▶ [Raw data]:
----------------------------------------
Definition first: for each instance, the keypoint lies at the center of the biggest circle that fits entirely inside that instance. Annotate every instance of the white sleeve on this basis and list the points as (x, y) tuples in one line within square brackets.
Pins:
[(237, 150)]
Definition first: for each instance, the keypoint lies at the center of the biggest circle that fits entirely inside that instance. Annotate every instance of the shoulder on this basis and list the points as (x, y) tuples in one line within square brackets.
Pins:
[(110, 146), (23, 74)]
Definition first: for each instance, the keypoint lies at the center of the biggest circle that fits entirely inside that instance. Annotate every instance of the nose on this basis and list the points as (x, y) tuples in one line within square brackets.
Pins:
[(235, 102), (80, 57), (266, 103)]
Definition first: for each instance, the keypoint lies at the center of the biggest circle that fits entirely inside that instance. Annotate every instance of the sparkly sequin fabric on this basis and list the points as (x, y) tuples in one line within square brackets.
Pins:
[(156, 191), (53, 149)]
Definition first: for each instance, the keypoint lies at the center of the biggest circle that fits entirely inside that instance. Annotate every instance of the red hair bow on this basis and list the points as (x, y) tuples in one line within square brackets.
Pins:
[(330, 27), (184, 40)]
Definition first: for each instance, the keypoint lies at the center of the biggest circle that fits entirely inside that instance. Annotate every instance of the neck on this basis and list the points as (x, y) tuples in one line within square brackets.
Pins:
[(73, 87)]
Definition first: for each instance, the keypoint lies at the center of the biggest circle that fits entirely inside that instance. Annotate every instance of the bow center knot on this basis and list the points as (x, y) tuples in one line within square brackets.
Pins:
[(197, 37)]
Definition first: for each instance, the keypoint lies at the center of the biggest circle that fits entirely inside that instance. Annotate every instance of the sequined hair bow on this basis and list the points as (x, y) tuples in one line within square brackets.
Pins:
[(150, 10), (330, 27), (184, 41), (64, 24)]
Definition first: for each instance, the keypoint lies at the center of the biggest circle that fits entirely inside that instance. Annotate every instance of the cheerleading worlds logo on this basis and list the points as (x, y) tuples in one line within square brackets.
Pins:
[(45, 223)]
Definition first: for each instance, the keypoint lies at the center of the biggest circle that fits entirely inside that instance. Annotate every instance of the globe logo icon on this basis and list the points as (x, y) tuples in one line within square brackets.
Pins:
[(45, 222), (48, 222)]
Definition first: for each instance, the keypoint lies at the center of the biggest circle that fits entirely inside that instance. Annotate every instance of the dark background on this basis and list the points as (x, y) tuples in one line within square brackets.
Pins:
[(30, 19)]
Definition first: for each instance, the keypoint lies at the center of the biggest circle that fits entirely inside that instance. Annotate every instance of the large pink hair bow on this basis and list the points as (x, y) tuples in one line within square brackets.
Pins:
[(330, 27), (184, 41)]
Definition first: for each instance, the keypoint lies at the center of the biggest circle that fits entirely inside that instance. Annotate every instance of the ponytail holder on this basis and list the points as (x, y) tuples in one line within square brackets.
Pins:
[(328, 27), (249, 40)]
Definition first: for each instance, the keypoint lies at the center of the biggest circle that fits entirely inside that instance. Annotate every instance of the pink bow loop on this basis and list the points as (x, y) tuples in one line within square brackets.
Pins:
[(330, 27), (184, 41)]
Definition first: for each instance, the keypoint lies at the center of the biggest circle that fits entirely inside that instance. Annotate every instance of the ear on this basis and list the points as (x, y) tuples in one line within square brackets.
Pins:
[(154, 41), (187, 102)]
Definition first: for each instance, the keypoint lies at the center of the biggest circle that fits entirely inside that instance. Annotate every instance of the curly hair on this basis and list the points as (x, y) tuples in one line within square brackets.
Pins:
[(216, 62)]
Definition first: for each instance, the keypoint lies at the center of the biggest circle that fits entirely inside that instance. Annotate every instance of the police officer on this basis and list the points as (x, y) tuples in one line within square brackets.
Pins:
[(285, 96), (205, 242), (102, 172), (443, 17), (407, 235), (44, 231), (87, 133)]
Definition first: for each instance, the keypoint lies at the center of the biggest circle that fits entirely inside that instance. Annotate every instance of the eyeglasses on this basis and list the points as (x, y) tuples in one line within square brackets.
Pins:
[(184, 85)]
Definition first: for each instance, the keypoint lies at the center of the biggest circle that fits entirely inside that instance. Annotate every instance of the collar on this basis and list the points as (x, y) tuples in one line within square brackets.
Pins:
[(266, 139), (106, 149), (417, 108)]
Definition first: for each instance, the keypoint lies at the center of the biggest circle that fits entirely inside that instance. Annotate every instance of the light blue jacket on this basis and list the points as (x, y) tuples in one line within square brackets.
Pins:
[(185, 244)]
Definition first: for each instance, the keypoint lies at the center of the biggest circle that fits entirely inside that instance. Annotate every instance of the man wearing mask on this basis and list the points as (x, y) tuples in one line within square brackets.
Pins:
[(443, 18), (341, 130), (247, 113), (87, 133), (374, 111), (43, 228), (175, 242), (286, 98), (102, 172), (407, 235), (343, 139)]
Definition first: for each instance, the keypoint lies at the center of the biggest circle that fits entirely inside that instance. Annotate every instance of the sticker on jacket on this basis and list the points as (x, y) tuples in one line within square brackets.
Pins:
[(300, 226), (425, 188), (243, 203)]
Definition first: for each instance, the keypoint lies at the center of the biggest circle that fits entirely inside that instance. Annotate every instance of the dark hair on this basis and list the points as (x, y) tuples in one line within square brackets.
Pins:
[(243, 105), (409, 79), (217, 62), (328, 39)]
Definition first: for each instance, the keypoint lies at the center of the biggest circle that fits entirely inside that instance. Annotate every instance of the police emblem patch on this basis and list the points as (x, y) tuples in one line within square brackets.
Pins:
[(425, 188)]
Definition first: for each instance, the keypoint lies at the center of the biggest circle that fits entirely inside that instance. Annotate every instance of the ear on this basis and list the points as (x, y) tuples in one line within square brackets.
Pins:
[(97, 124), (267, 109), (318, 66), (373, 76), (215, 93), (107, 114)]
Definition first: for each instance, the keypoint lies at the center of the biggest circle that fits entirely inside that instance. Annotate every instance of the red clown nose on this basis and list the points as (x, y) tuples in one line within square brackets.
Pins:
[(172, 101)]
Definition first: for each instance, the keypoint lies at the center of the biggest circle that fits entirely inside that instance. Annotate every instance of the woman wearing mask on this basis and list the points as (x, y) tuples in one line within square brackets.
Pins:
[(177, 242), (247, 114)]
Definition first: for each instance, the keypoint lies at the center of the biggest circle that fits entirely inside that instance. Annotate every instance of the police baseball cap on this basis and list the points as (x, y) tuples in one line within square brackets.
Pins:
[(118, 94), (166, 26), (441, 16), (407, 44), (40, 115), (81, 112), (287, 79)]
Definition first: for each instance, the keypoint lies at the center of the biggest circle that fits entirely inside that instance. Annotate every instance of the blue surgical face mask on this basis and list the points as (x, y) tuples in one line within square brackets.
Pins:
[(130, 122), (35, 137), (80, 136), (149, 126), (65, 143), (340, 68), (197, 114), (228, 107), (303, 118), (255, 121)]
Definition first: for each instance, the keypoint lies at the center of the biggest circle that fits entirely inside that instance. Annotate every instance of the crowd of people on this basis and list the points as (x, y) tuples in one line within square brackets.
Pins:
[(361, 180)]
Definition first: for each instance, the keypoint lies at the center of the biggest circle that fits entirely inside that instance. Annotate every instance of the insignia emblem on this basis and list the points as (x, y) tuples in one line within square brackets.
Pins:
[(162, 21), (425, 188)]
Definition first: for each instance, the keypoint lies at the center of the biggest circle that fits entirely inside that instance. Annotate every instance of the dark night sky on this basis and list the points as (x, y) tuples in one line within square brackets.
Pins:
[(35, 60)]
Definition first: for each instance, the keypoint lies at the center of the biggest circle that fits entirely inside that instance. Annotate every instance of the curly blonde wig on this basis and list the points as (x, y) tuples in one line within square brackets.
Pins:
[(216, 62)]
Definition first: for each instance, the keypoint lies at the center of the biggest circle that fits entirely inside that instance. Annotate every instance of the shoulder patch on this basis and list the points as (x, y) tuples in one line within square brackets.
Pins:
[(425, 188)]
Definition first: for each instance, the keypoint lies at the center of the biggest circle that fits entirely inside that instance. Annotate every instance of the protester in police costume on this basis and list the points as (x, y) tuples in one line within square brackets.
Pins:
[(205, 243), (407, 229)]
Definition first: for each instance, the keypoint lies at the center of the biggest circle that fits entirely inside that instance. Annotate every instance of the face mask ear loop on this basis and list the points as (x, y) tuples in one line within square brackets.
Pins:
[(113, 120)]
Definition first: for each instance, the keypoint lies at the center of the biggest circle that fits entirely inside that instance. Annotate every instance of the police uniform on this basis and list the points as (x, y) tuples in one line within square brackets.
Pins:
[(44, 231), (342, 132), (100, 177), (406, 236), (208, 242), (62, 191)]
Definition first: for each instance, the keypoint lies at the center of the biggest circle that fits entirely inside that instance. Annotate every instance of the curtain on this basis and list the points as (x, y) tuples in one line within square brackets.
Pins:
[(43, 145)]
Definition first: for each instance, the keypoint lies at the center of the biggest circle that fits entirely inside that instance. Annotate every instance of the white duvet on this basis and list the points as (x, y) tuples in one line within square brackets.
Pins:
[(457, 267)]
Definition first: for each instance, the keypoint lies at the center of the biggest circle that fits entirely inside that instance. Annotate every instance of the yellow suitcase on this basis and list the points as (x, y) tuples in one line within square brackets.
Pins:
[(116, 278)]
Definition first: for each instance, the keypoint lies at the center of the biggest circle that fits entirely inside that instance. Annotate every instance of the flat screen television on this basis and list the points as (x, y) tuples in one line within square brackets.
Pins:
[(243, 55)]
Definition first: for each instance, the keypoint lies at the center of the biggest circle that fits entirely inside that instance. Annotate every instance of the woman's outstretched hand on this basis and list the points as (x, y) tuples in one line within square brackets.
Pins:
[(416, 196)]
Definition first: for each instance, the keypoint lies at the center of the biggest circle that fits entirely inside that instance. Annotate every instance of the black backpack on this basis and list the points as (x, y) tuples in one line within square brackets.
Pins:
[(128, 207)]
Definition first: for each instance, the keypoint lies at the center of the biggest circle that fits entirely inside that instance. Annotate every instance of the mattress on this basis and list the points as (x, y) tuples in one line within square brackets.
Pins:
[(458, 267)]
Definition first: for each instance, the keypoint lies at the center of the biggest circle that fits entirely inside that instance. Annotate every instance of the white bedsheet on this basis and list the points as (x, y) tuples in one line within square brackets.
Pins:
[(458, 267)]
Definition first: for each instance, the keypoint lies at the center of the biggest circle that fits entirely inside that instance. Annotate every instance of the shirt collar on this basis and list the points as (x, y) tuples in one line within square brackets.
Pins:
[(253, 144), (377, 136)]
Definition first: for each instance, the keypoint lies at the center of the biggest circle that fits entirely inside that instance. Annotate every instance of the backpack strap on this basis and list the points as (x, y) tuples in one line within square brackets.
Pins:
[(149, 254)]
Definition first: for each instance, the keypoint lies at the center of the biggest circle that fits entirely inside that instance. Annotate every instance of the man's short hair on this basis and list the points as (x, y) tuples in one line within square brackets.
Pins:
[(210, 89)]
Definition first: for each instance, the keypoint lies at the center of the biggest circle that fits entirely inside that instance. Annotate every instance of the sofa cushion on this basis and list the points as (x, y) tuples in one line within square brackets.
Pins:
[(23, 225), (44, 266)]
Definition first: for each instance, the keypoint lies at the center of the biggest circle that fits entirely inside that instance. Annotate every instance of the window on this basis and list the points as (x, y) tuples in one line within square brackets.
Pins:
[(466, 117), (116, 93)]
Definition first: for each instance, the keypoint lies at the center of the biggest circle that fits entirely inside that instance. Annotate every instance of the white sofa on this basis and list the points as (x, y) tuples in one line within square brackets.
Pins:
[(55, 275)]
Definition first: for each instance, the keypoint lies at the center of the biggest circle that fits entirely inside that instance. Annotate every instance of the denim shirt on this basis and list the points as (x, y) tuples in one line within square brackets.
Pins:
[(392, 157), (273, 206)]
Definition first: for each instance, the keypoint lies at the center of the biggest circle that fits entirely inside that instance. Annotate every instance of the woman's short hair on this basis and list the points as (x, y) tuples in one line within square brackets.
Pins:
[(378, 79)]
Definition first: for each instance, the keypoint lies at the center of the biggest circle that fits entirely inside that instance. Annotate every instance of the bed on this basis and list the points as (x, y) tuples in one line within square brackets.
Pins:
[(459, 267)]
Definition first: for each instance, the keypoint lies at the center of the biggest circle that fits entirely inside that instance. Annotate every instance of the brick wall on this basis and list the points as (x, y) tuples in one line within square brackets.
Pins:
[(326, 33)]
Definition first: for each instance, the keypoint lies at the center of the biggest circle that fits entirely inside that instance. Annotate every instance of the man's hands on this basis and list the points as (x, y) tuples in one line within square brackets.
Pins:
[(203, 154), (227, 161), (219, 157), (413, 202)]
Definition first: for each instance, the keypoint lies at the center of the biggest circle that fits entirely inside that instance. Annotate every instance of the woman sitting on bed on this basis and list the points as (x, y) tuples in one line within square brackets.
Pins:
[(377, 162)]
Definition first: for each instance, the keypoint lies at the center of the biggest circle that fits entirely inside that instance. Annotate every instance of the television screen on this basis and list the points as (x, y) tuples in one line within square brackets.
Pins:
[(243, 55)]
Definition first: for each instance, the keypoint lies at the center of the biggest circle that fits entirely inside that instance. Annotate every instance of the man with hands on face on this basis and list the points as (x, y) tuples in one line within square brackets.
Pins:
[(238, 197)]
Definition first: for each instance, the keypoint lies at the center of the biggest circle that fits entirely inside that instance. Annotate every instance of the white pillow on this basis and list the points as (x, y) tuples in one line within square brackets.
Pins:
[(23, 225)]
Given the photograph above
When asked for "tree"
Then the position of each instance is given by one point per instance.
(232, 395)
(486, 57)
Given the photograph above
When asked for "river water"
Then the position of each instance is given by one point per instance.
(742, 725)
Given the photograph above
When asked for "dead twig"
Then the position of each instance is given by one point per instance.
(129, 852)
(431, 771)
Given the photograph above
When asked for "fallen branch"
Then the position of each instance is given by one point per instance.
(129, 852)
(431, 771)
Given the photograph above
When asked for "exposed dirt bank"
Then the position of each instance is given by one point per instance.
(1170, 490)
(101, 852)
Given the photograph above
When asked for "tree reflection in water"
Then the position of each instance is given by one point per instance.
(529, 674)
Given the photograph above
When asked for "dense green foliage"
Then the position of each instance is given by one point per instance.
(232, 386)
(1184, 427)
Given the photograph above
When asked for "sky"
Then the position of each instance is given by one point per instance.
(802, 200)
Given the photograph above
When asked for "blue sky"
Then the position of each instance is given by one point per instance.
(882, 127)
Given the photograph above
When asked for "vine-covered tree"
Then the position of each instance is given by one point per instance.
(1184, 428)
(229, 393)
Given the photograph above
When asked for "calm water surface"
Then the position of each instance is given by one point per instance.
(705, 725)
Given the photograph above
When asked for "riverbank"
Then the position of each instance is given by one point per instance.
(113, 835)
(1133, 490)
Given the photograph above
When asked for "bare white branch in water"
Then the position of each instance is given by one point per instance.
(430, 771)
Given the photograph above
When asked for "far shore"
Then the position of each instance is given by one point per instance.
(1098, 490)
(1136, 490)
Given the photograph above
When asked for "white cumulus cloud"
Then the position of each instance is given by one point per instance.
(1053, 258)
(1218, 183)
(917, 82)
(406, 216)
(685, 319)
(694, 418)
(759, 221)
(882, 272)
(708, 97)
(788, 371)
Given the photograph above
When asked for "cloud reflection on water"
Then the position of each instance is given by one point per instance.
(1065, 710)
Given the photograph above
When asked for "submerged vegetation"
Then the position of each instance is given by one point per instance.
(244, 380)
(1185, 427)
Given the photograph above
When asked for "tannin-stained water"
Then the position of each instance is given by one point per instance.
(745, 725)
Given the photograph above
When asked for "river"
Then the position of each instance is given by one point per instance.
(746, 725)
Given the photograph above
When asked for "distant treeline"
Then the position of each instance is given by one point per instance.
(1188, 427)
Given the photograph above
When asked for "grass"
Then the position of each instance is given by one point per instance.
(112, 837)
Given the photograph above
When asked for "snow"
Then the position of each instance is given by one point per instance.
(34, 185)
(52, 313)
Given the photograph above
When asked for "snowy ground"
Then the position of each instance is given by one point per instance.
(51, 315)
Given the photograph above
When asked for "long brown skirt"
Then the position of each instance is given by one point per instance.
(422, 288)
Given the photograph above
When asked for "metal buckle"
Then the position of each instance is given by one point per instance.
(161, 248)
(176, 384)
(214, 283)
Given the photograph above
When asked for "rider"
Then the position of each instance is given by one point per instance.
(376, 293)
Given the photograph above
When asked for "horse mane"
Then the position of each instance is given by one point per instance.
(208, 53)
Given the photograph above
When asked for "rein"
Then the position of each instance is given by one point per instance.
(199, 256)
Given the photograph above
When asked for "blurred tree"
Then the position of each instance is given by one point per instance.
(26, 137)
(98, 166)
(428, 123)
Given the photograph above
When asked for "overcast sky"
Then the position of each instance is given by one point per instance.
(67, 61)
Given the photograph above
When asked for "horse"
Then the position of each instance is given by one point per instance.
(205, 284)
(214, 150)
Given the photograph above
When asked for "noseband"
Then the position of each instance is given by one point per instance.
----------------------------------------
▶ [What the task asks]:
Count the lines above that contain the word "white". Give only the number.

▶ [Result]:
7